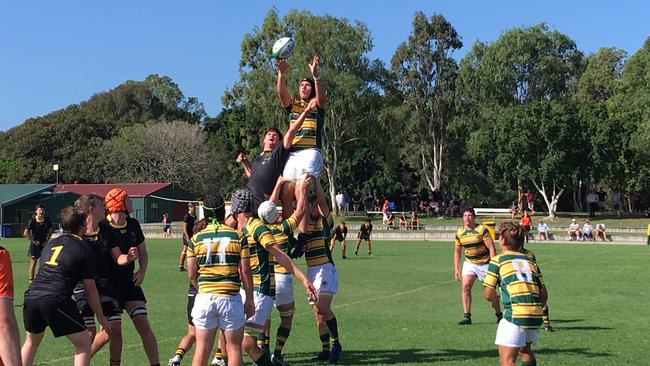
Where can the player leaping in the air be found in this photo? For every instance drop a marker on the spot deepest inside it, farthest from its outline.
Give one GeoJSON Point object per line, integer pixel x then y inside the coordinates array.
{"type": "Point", "coordinates": [305, 156]}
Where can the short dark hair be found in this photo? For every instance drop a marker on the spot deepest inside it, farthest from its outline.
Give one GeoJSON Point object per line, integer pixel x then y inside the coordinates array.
{"type": "Point", "coordinates": [72, 219]}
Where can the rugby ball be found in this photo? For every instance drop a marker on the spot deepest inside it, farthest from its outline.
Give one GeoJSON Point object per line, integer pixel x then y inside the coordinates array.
{"type": "Point", "coordinates": [268, 213]}
{"type": "Point", "coordinates": [283, 47]}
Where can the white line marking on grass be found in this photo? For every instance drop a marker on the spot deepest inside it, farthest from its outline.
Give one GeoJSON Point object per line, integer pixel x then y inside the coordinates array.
{"type": "Point", "coordinates": [103, 350]}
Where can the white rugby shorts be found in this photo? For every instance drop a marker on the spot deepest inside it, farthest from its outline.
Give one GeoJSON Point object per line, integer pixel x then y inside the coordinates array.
{"type": "Point", "coordinates": [214, 311]}
{"type": "Point", "coordinates": [511, 335]}
{"type": "Point", "coordinates": [477, 270]}
{"type": "Point", "coordinates": [283, 289]}
{"type": "Point", "coordinates": [301, 162]}
{"type": "Point", "coordinates": [263, 308]}
{"type": "Point", "coordinates": [324, 278]}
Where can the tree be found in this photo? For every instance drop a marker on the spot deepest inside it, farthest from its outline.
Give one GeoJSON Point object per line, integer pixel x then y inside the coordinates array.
{"type": "Point", "coordinates": [524, 78]}
{"type": "Point", "coordinates": [349, 78]}
{"type": "Point", "coordinates": [174, 152]}
{"type": "Point", "coordinates": [426, 74]}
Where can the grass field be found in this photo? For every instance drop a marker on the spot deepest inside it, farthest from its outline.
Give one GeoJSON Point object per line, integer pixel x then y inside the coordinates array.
{"type": "Point", "coordinates": [400, 307]}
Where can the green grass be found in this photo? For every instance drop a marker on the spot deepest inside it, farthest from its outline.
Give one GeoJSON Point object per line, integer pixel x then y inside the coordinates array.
{"type": "Point", "coordinates": [401, 307]}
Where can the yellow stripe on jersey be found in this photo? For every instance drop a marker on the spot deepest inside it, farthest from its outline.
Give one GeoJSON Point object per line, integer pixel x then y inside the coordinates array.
{"type": "Point", "coordinates": [259, 237]}
{"type": "Point", "coordinates": [218, 250]}
{"type": "Point", "coordinates": [317, 252]}
{"type": "Point", "coordinates": [473, 243]}
{"type": "Point", "coordinates": [281, 234]}
{"type": "Point", "coordinates": [308, 135]}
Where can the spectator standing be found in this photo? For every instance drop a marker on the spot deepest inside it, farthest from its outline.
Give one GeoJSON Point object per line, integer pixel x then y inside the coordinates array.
{"type": "Point", "coordinates": [542, 230]}
{"type": "Point", "coordinates": [592, 200]}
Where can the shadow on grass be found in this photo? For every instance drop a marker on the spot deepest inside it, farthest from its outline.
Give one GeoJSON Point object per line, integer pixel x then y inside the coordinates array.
{"type": "Point", "coordinates": [393, 357]}
{"type": "Point", "coordinates": [585, 352]}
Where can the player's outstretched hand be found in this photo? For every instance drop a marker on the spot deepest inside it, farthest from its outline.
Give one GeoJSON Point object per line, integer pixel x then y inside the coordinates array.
{"type": "Point", "coordinates": [106, 325]}
{"type": "Point", "coordinates": [311, 291]}
{"type": "Point", "coordinates": [283, 65]}
{"type": "Point", "coordinates": [138, 278]}
{"type": "Point", "coordinates": [313, 66]}
{"type": "Point", "coordinates": [241, 157]}
{"type": "Point", "coordinates": [249, 308]}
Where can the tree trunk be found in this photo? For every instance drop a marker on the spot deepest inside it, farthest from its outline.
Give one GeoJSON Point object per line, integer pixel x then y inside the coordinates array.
{"type": "Point", "coordinates": [552, 200]}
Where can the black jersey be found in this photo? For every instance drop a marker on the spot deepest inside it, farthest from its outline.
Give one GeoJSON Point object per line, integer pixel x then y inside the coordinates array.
{"type": "Point", "coordinates": [99, 243]}
{"type": "Point", "coordinates": [65, 261]}
{"type": "Point", "coordinates": [39, 231]}
{"type": "Point", "coordinates": [189, 220]}
{"type": "Point", "coordinates": [340, 234]}
{"type": "Point", "coordinates": [123, 237]}
{"type": "Point", "coordinates": [265, 170]}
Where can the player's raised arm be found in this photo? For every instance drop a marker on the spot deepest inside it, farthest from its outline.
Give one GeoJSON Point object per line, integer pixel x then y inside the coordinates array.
{"type": "Point", "coordinates": [281, 86]}
{"type": "Point", "coordinates": [318, 86]}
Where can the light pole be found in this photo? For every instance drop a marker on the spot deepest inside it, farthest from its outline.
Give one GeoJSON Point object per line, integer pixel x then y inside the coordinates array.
{"type": "Point", "coordinates": [56, 170]}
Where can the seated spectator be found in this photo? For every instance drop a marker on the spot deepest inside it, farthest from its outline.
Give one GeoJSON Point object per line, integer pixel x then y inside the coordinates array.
{"type": "Point", "coordinates": [574, 230]}
{"type": "Point", "coordinates": [424, 207]}
{"type": "Point", "coordinates": [601, 232]}
{"type": "Point", "coordinates": [402, 221]}
{"type": "Point", "coordinates": [415, 222]}
{"type": "Point", "coordinates": [587, 231]}
{"type": "Point", "coordinates": [514, 210]}
{"type": "Point", "coordinates": [526, 223]}
{"type": "Point", "coordinates": [391, 221]}
{"type": "Point", "coordinates": [542, 230]}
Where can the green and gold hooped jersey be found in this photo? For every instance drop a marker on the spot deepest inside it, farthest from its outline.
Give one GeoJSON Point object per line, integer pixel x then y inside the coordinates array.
{"type": "Point", "coordinates": [472, 241]}
{"type": "Point", "coordinates": [259, 237]}
{"type": "Point", "coordinates": [281, 234]}
{"type": "Point", "coordinates": [520, 281]}
{"type": "Point", "coordinates": [310, 132]}
{"type": "Point", "coordinates": [218, 250]}
{"type": "Point", "coordinates": [318, 252]}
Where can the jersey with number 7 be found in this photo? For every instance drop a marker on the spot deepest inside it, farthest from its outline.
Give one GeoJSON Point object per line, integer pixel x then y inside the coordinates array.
{"type": "Point", "coordinates": [65, 261]}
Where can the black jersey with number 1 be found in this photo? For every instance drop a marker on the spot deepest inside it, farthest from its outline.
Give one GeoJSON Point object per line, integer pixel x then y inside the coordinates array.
{"type": "Point", "coordinates": [65, 261]}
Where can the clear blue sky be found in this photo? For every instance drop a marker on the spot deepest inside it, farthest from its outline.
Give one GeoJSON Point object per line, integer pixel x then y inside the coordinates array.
{"type": "Point", "coordinates": [55, 53]}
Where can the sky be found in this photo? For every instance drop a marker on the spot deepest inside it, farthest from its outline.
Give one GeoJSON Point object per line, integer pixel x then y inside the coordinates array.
{"type": "Point", "coordinates": [57, 53]}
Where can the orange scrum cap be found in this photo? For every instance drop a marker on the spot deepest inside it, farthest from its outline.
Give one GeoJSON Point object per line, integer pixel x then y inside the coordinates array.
{"type": "Point", "coordinates": [115, 200]}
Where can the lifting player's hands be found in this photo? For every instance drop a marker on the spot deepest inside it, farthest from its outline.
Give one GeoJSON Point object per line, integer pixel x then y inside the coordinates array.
{"type": "Point", "coordinates": [312, 295]}
{"type": "Point", "coordinates": [132, 254]}
{"type": "Point", "coordinates": [313, 66]}
{"type": "Point", "coordinates": [138, 278]}
{"type": "Point", "coordinates": [249, 308]}
{"type": "Point", "coordinates": [456, 275]}
{"type": "Point", "coordinates": [283, 65]}
{"type": "Point", "coordinates": [106, 325]}
{"type": "Point", "coordinates": [241, 158]}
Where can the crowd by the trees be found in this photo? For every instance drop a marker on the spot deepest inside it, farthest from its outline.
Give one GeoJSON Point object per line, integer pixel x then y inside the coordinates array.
{"type": "Point", "coordinates": [529, 111]}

- - - - - - -

◆ ACTIVITY ◆
Search the data above for the string "number". Report every line where it is found.

◆ THE ANSWER ◆
Where can the jersey with number 7 be found in this photo? For every instance drop a marker on the spot deepest inside it, farthest from its outline.
Where can the black jersey with number 1 be found in this photo? For every instance drop a marker on the spot deepest inside it, farthest from its outline.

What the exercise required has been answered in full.